▶ _Check your understanding_:
(1) Using the faculty profile, explain why genomes from wild relatives of crop species are worth decoding.
(2) According to the faculty profile, at which university and in what year was the PhD earned?
(3) Summarize the faculty profile in two sentences.

Maheshi Dassanayake

Maheshi  Dassanayake

Associate Professor
BMB and SEE Divisions

PhD: University of Illinois at Urbana-Champaign, 2009

Phone: 225-578-0960
Lab Phone: 225-578-4918

E-mail: maheshid@lsu.edu
Office: A114 Life Sciences Annex
Lab: A144/A153/A153A/A155 Life Sciences Annex & 35/36/354 Life Sciences Building
Website:  Dassanayake lab

Area of Interest

In my lab, we seek to characterize and compare genomes to better understand genetic and evolutionary processes linking genotypes to phenotypes.  A central feature of this is sequencing and decoding plant genomes. The overarching goal of my research is to understand how to interpret complex and fascinating messages embedded in genomes.

Why do we need to decode new genomes? Using genetic diversity to explain phenotypic diversity is necessary to understand life. Novel genomes allow novel ways of discovering and interpreting the genetic mechanisms underlying physiological and evolutionary processes. Insight gained from such processes will be needed in the development of crops for sustainable agriculture and effective conservation strategies, especially in the face of climate change, overpopulation, and increasing demand for food and bioenergy crops.  For example, genomes from wild relatives of crop species can reveal unique genetic features that can be harnessed to improve the crops through breeding.  This can be a highly desirable alternative to genetic engineering.  Efforts in plant breeding are as old as the domestication of crops themselves, but further enhancement requires the exploitation of novel genetic resources.

▶ _Extracted data_:
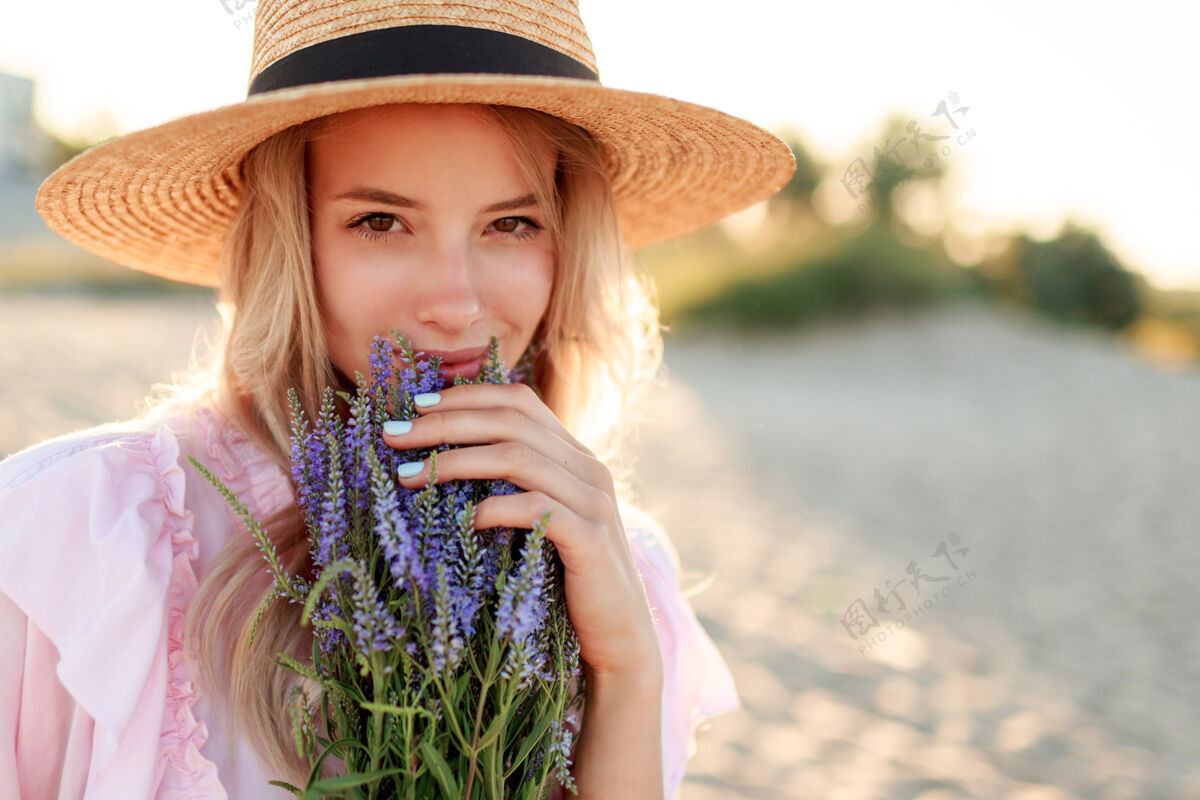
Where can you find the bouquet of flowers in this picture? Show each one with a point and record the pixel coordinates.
(443, 655)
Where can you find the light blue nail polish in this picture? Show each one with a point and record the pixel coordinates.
(427, 400)
(411, 468)
(396, 427)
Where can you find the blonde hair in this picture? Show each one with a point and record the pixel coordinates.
(603, 347)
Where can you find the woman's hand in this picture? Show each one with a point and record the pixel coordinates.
(519, 439)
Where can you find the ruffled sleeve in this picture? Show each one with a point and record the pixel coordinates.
(90, 530)
(697, 684)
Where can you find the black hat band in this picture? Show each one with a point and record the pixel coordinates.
(418, 49)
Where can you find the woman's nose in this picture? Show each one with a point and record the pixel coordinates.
(449, 296)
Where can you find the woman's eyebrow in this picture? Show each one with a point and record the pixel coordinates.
(390, 198)
(515, 203)
(377, 196)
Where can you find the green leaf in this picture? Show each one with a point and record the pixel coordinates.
(285, 785)
(387, 708)
(441, 770)
(493, 729)
(351, 781)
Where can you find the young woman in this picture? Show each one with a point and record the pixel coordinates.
(451, 172)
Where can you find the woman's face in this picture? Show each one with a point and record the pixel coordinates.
(423, 222)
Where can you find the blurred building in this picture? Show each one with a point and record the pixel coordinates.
(25, 155)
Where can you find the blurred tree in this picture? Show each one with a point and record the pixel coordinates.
(1073, 277)
(903, 151)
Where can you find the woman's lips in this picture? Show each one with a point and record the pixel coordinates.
(466, 362)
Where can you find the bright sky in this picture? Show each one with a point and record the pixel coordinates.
(1079, 109)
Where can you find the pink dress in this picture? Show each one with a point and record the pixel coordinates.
(103, 535)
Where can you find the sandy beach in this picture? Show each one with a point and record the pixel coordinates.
(1020, 497)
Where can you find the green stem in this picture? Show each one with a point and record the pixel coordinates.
(474, 739)
(376, 717)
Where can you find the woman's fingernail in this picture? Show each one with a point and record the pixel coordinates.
(411, 468)
(396, 427)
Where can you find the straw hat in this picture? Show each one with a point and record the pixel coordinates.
(163, 198)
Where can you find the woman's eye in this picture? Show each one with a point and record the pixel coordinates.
(520, 227)
(377, 226)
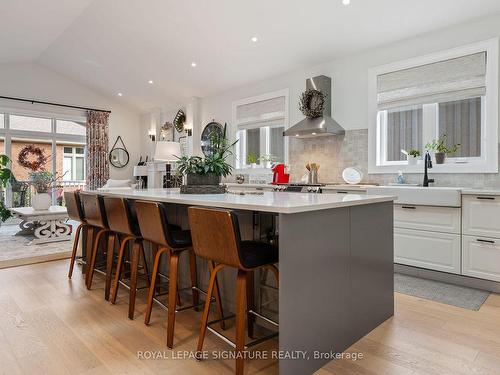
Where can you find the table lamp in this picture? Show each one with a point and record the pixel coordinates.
(167, 151)
(141, 172)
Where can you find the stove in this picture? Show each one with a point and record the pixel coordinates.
(300, 188)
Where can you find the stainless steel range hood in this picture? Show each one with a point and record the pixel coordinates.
(319, 126)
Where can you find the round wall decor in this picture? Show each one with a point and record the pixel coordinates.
(312, 103)
(118, 156)
(32, 157)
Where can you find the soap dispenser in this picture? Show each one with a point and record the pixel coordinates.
(400, 179)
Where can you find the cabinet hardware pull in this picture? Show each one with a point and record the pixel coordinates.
(487, 241)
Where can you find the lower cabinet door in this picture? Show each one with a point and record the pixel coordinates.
(481, 257)
(431, 250)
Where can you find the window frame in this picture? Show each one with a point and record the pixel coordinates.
(487, 163)
(240, 152)
(53, 137)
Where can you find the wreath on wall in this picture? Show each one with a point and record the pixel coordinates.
(312, 103)
(32, 157)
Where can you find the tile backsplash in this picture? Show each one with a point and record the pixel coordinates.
(333, 154)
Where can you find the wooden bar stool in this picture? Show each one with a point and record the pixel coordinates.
(153, 222)
(216, 237)
(75, 212)
(95, 216)
(122, 221)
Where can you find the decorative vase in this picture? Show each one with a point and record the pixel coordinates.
(440, 157)
(41, 201)
(412, 160)
(202, 179)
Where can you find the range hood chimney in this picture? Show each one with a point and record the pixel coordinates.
(320, 126)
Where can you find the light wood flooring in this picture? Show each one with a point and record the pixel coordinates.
(52, 325)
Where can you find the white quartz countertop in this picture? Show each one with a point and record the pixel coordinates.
(326, 187)
(277, 202)
(469, 191)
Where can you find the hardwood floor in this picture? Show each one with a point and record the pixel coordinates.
(52, 325)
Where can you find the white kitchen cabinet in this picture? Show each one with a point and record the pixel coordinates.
(481, 257)
(428, 218)
(426, 249)
(481, 215)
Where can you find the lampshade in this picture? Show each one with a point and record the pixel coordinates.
(140, 170)
(167, 151)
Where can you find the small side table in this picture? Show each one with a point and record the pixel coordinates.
(46, 225)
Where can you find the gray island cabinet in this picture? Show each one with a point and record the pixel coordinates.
(335, 262)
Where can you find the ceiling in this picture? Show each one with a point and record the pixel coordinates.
(119, 45)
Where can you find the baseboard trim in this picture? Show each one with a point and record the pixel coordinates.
(471, 282)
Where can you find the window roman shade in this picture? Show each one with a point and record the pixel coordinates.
(454, 79)
(270, 112)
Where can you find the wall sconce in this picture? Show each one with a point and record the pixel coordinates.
(152, 135)
(188, 128)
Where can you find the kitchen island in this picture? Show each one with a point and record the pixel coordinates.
(335, 262)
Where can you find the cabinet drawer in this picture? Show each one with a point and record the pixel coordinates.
(481, 257)
(432, 250)
(481, 215)
(435, 219)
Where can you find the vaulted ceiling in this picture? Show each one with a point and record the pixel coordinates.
(119, 45)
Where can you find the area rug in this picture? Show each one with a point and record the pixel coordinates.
(16, 251)
(460, 296)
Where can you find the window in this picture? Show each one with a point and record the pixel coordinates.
(70, 127)
(61, 140)
(73, 163)
(260, 123)
(28, 123)
(452, 93)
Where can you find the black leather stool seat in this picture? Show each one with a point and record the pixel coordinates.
(255, 254)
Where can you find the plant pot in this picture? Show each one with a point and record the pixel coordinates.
(440, 157)
(41, 201)
(412, 160)
(202, 179)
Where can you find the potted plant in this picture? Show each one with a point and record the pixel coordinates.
(412, 156)
(252, 160)
(5, 176)
(440, 149)
(267, 159)
(203, 175)
(43, 183)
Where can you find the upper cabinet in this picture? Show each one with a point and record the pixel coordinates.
(450, 95)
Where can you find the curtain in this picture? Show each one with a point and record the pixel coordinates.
(97, 149)
(448, 80)
(461, 122)
(404, 131)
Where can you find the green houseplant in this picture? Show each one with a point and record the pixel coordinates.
(440, 148)
(5, 177)
(252, 160)
(207, 171)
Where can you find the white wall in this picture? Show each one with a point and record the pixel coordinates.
(32, 81)
(350, 75)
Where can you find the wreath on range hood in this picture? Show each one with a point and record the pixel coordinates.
(312, 103)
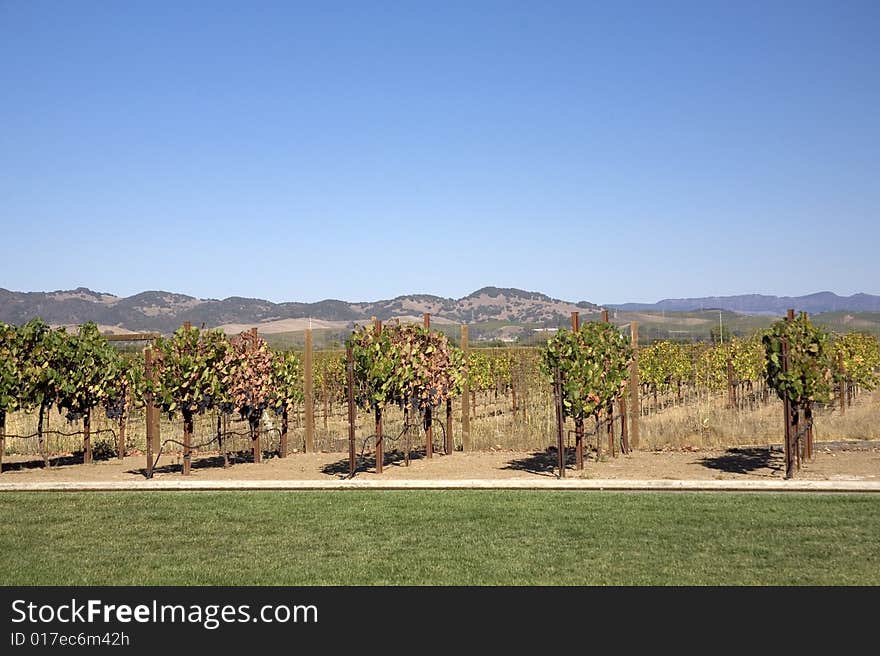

▶ _Solutions to each task_:
(1) Genomes from wild relatives of crop species can reveal unique genetic features that can be used to improve crops through breeding. This can be a highly desirable alternative to genetic engineering, and further improvement of crops requires exploiting novel genetic resources.

(2) University of Illinois at Urbana-Champaign, 2009.

(3) Maheshi Dassanayake, an associate professor in the BMB and SEE Divisions, leads a lab that characterizes and compares genomes, centrally by sequencing and decoding plant genomes, to understand how genotypes link to phenotypes. Novel genomes offer new ways to uncover the genetic mechanisms behind physiological and evolutionary processes, and that insight is needed to develop crops for sustainable agriculture and effective conservation strategies, for example by using genomes of wild crop relatives to improve crops through breeding.